_Action item:_ Look through the data below for the string "tote", and copy every line where it turns up.
###
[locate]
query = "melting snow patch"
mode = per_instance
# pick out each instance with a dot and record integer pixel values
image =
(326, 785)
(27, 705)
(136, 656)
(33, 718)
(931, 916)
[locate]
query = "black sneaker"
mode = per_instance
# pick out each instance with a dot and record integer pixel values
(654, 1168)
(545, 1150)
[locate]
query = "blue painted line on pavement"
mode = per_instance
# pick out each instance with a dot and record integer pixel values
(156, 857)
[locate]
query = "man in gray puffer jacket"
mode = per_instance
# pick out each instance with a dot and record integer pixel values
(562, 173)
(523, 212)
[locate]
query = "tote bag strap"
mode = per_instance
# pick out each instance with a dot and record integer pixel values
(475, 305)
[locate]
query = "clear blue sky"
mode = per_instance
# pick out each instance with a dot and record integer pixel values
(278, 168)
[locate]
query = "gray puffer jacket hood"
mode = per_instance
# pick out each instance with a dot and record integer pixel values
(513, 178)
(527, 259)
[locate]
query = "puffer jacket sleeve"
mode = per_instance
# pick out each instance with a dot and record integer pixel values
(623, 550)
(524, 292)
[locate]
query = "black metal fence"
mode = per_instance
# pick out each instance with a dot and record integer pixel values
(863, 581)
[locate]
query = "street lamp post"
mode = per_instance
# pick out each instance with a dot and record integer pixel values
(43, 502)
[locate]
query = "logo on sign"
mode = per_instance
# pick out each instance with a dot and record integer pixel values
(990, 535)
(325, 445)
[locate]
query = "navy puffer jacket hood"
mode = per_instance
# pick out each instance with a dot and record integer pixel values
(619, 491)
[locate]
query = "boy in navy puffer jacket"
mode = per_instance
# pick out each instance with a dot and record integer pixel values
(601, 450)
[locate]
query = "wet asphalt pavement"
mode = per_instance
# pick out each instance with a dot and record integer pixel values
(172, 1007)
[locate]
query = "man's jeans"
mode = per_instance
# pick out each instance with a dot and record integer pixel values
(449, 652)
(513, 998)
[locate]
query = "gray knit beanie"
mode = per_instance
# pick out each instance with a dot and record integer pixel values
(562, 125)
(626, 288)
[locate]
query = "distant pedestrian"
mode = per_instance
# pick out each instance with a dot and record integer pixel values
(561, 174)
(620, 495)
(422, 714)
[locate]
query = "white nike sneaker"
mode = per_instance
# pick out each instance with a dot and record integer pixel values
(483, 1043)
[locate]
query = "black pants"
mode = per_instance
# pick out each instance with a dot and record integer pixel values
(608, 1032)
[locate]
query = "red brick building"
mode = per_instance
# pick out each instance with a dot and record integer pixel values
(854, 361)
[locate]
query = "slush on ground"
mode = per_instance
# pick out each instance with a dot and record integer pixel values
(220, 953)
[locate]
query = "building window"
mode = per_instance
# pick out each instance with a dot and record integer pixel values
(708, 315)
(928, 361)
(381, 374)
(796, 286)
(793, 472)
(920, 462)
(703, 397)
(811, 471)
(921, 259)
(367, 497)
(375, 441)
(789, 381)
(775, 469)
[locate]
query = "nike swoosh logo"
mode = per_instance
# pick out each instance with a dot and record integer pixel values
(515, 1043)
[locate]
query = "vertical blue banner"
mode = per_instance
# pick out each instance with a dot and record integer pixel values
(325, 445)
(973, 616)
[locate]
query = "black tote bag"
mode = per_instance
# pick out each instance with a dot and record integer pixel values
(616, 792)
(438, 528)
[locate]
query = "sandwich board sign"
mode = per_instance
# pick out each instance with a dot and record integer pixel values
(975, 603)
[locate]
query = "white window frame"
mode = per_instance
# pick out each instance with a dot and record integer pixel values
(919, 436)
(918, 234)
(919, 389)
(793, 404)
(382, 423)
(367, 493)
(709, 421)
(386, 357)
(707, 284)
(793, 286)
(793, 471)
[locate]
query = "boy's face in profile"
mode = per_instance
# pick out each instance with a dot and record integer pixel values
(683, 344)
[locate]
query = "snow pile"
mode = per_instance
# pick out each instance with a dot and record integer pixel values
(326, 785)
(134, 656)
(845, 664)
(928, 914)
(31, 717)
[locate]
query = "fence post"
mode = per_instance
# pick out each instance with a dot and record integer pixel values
###
_Solution to this exercise:_
query = "tote bag strap"
query = "black tote bag"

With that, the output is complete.